**WHAT TO PRODUCE**
Switch "farthest into" to "deepest within" in the listing lines between the line holding "of the clenched" and the line holding "Query: clenched fist", inclusive. Return only those lines, with nothing else changed.

· · ·

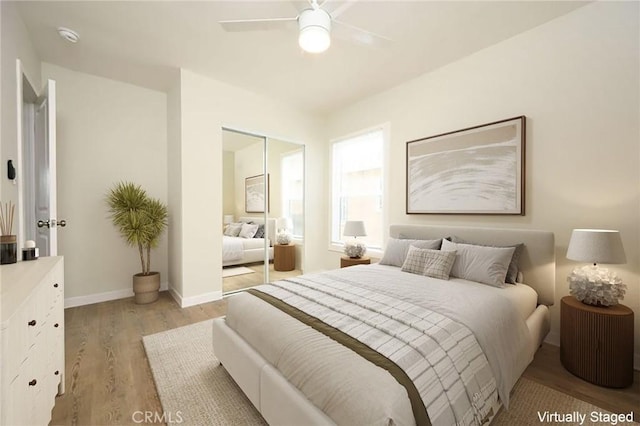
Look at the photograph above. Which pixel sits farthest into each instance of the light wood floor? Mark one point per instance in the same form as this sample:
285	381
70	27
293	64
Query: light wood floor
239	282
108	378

· · ·

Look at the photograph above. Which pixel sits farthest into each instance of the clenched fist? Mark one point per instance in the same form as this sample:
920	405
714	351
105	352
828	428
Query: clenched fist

· · ·

**SOLUTION TO THIS EXERCISE**
Look at the photograph above. Which pixel sits deepest within each instance of the clenched fist? Mark one point per instance in the same form as this sample:
920	405
714	351
105	352
828	428
Query: clenched fist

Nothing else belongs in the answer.